- Do this -
Find the line that contains "For every instance of the blue" and print it and every line after it, exactly, please.

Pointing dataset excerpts
━━━━━━━━

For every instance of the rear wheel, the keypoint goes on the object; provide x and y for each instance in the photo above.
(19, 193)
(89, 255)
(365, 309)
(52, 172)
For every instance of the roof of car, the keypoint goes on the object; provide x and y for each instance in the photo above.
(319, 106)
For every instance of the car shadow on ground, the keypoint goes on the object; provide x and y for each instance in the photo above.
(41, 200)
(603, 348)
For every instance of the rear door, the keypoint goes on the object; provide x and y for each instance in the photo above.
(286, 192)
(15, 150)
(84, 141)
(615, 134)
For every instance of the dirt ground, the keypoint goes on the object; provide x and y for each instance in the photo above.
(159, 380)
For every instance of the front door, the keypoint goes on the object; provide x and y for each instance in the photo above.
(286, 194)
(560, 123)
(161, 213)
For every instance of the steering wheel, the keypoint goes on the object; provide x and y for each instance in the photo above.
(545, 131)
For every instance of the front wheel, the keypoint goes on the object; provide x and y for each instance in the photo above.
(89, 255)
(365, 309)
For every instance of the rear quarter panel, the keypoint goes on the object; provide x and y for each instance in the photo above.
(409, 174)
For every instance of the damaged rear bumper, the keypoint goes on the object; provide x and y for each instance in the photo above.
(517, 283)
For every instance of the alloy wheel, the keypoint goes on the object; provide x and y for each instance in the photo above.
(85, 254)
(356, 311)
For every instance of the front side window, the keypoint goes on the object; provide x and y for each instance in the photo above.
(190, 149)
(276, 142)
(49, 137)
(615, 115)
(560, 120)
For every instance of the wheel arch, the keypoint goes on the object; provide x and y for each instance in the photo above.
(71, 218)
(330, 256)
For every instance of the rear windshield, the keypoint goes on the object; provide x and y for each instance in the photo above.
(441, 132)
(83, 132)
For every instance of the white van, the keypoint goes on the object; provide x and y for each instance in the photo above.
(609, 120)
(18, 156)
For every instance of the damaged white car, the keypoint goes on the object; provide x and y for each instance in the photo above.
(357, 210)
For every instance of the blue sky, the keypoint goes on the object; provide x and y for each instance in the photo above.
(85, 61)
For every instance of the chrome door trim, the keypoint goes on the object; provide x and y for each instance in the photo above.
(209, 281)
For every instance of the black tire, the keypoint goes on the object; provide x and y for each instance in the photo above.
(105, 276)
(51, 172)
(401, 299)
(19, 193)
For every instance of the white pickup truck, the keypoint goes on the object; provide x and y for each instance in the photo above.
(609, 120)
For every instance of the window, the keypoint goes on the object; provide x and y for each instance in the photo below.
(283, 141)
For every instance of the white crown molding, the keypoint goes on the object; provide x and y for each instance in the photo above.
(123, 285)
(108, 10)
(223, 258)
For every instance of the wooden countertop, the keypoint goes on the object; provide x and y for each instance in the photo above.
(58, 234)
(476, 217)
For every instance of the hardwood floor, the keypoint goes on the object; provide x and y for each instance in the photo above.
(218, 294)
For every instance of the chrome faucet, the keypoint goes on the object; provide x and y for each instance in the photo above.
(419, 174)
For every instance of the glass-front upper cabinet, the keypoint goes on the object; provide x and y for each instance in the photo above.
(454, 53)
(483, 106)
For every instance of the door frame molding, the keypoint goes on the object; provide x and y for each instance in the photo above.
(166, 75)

━━━━━━━━

- Result of the exercise -
For every instance of the blue sky, the keypoint goes on the object; provide x and y for each instance in the photo above.
(85, 61)
For every instance of the chrome door trim, the keypoint goes on the object; provide x and y for each instance in the photo above.
(209, 281)
For every instance of the black tire, the keypoint goes on the object; provide x and y for each instance in the photo above.
(105, 276)
(51, 172)
(401, 299)
(19, 193)
For every instance of the white pickup truck, the keypoint goes on the object; provide x and y for each instance in the photo above.
(609, 120)
For every instance of the window, the keypoint goes on the object; provide x and y for each instance in the photo below.
(283, 141)
For every instance of the white crown molding, the keypoint goes on the object; provide x and y for each instance in the photo above.
(123, 285)
(108, 10)
(223, 258)
For every instance of the wooden countertop, the keypoint goes on the object; provide x and y for each instance in the photo above.
(58, 234)
(476, 217)
For every instance of the hardwood floor, the keypoint goes on the object; provide x and y for each instance in the photo above.
(218, 294)
For every instance of the chrome faucet, the keypoint goes on the object; provide x and y for each instance in the photo above.
(419, 174)
For every instance of the glass-front upper cabinet, the keypoint goes on the object; provide x and y for each instance in the photo above.
(454, 53)
(483, 106)
For every instance of the door frame molding, the keypoint goes on the object; provide x and y for each instance in the photo above.
(166, 75)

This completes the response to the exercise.